Édition du 5 novembre 2001 / Volume 36, numéro 10
 
  «On a fermé les prisons pour de mauvaises raisons»
Le député Jacques Dupuis croise le fer avec des criminologues.

Le député Jacques Dupuis (à gauche) a présenté sa vision de la question policière et de la sécurité publique au cours d’un débat auquel participaient André Normandeau (à droite) et Pierre Landreville (au centre). 

Selon les Services correctionnels du Québec, il y a actuellement 3527 détenus dans les prisons québécoises. Mais comme on peut compter jusqu’à 6000 sentences à purger simultanément, il existe un problème de surpopulation chronique que la Protectrice du citoyen mentionne dans son dernier rapport. De passage à l’Université de Montréal le 19 octobre dernier, le député libéral de Saint-Laurent, Jacques Dupuis, a dénoncé avec véhémence ce problème. «Cela contribue à la crise de confiance du public envers le système correctionnel», a affirmé le critique de l’opposition officielle en matière de justice et de sécurité publique. Il participait à un débat-midi du Centre international de criminologie comparée qui réunissait les professeurs de l’École de criminologie Pierre Landreville, André Normandeau et Maurice Cusson, ainsi qu’une trentaine de personnes.

Dans une grande opération de rationalisation, on a fermé une dizaine de prisons au Québec depuis les années 1970, et M. Dupuis le déplore. «C’était par souci d’économie, accuse-t-il. Le gouvernement a fermé les prisons pour de mauvaises raisons.»

Cela dit, il est urgent de rechercher des solutions à l’emprisonnement. Et comme une proportion importante de gens incarcérés le sont uniquement à cause d’amendes non payées, l’avocat et ancien procureur de la couronne suggère de refuser tout simplement l’accès à différents permis délivrés par l’État (permis de conduire, permis de chasse, etc.) aux mauvais payeurs. Cela permettrait de libérer les cellules. Selon le député de Saint-Laurent, cette idée, pourtant facile à appliquer, a été rejetée du revers de la main par le ministre Guy Chevrette.
● ● ● ●
Rédigez la suite de l'article sur la surpopulation des prisons québécoises en reprenant juste après sa dernière phrase.

> Données enregistrées:
● ● ● ●
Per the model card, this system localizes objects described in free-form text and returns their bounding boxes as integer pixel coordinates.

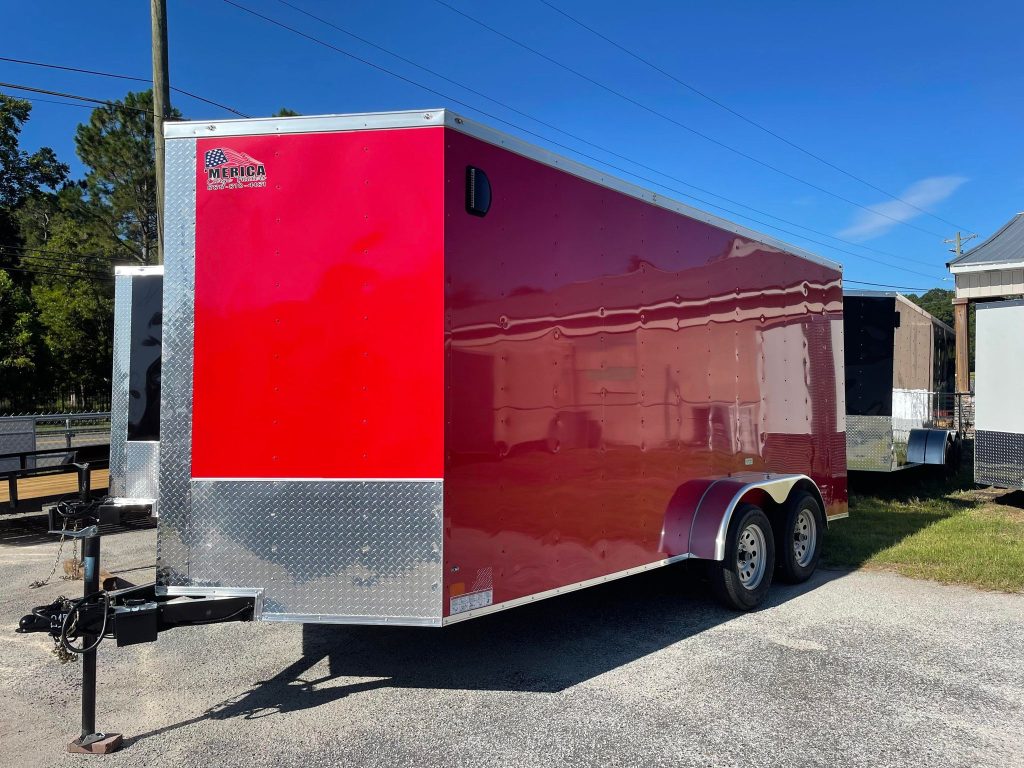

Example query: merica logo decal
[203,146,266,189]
● ● ● ●
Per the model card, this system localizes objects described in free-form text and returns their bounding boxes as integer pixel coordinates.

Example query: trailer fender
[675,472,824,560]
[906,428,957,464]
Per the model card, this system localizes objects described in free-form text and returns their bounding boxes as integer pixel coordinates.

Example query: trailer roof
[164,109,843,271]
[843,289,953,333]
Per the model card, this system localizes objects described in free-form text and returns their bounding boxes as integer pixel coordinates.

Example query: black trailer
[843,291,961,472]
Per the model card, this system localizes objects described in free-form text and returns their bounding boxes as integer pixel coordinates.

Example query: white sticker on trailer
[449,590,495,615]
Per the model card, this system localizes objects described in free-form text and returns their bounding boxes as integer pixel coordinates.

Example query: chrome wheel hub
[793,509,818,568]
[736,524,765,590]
● ● ● ●
> Résultat:
À cela, Pierre Landreville, qui mène des recherches depuis 20 ans sur l’emprisonnement, a répondu que la fermeture des prisons n’avait pas entraîné une diminution significative du nombre de cellules. «On a fermé des petites prisons de 20 ou 30 cellules, mais on en a ouvert de plus grandes. Le nombre total de cellules n’a pratiquement pas varié depuis 30 ans.»

Bilan de la question policière

Par ailleurs, le député a critiqué les timides retombées des commissions d’enquête sur la police qui se sont additionnées au cours des dernières années. Les rapports Bellemare, Corbo et Poitras n’ont pas donné grand-chose, estime-t-il. «Il me semble que le ministre de la Sécurité publique, Serge Ménard, aurait pu saisir la balle au bond à l’occasion de la publication du rapport Poitras, en 1999, pour engager une réforme de la Sûreté du Québec. Le gouvernement a manqué là une belle occasion de séparer une fois pour toutes la police et le pouvoir politique.»

«Angélisme», a rétorqué André Normandeau, qui estime que le député fait comme si le pouvoir syndical des policiers n’existait pas. Les syndicats n’auraient certes pas laissé le ministre agir à sa guise. Mais le criminologue partage l’avis du député quant aux retombées concrètes des diverses commissions gouvernementales sur les forces de l’ordre. «Très décevantes», dit-il.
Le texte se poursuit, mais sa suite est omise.